_The problem_
From the records below, copy out exactly the lines from the one containing "red shoe, the" to the one containing "the forearm, the", both included. Add nothing else.

_Data for this task_
■ ■ ■

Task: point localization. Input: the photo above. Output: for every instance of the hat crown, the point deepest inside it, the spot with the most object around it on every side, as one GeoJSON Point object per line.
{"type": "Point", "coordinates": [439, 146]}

■ ■ ■

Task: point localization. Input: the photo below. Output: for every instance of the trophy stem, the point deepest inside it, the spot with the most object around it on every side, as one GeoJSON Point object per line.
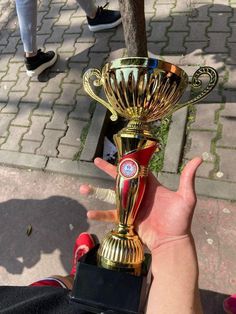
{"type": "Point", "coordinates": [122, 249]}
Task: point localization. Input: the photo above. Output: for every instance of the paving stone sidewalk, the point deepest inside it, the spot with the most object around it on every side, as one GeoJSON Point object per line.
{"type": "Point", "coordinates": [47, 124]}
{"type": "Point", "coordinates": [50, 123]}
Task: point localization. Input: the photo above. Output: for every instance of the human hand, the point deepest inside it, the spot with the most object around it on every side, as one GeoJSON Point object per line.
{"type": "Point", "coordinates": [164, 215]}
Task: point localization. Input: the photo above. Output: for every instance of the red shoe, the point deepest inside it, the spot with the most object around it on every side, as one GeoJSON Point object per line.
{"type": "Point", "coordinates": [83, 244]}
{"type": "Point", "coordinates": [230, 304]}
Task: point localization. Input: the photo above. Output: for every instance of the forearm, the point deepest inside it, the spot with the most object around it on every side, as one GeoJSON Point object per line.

■ ■ ■

_Exercise answer_
Task: point localization. Input: the photo above. Output: for every instance of the red shoe, the point deepest inside it, the spot with the most object around it on every side, as one GeoJSON Point object per line.
{"type": "Point", "coordinates": [83, 244]}
{"type": "Point", "coordinates": [230, 304]}
Task: point localization. Input: the photo above. Output: for every instance of the forearm, the point deepest inside it, the spot with the most object around it on every side, as one GeoJSON Point object per line.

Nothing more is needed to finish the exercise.